Excerpted passage:
======
Friday, May 20, 2011

One Liners

I am exhausted from this morning's events and it's only 10:15.

Drop-off was pretty horrible for M this morning. 

Her routine had a glitch and it set her off.

I had to literally run away while a teacher held her and she screamed.

Then I ran into a friend while I walking home and the tears I had been holding in started to pour out.

I'm so thankful for that talk - I needed to cry because I don't do it enough.

I have a list of things to do and I don't know if I'll get them all done.

I feel like anyone else would have already completed at least 3 things, but I am a mess.

I am excited for the Women's Retreat with my church that starts today.

I still need to pack.

Looking back at JJ's baby pictures makes me sad because I wish I had done things differently.

I was so burnt out from giving 150% to M that I wasn't even giving 100% to JJ. 

The colic didn't help.

I'm picking JJ up early today so we can have some quality time together - I don't need more regrets.

On the agenda: donating toys to Shriner's hospital and painting nails.

I hope M isn't screaming at school anymore and that her day has turned around.

I wish I hadn't missed my run this morning because my cough/cold doesn't feel that bad right now.

I love my running group.

I'm listening to DMB "Grace is Gone" - one of the best songs to listen to when I'm sad.

Now I need to listen to Glee Cast's "Raise Your Glass" to cheer me up and get me going.

I need to get on to that list.

Tuesday, May 10, 2011

Braids make everything better

As it is the Murphy's Law of my life, I am extremely motivated today and don't even want to sit for a second - and I have to pick up M early to take her to the neurologist.  Don't get me wrong, this appointment is something that I want to do also, but I am really enjoying organizing and listening to Ben Harper and Big Head Todd & The Monsters (next to each other alphabetically in our iTunes), at a high volume in my house, all by myself.  I have nervous tummy today because of the appt. though.  I just wish I could hang out in his office for hours and ask the tons of questions that we have.  It just seems to go by so fast and then I leave wishing that I had asked more questions.  Jeff can't be there today because the important people that work for the company that he's been working on a project for for the past year & a half just happened to choose this week to come and visit.  And since their project is the sole reason that he was hired in the first place, he kind of has to stay at the office.  Bummer.  We've never been to the neuro doc without the other.  But, because he rocks, he wrote out two pages of notes/questions for me to take with me.
======
Records from a data collection
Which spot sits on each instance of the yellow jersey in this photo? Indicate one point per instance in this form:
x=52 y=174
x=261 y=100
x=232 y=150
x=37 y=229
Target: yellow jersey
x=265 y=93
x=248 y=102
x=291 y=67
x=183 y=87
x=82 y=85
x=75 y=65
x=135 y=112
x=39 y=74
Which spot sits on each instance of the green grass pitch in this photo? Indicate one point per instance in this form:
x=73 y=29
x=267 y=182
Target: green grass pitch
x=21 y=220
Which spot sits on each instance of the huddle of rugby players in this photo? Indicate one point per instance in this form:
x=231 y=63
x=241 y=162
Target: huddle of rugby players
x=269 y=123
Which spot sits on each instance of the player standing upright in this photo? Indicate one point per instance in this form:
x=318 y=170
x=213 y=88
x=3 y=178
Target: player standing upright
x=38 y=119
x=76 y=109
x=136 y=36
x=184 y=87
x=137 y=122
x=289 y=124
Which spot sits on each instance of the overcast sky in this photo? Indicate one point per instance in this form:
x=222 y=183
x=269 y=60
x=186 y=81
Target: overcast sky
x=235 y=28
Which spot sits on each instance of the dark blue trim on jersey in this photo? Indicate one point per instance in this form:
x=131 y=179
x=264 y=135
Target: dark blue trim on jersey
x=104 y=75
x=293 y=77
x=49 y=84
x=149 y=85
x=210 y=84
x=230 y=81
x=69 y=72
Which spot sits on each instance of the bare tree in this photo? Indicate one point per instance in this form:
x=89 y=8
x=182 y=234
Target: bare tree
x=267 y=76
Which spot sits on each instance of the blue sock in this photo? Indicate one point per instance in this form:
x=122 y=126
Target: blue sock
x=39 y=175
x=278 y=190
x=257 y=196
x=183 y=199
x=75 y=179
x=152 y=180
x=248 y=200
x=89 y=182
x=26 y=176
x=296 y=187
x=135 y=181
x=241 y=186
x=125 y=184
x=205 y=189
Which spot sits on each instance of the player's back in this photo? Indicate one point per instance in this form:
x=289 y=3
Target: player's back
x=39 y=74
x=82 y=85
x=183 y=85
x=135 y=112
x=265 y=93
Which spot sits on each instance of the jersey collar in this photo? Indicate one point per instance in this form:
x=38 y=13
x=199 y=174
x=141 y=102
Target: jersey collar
======
Task to carry out:
According to the blog entries, what two activities are on the agenda for the afternoon with JJ?

Task answer:
Donating toys to Shriner's hospital and painting nails.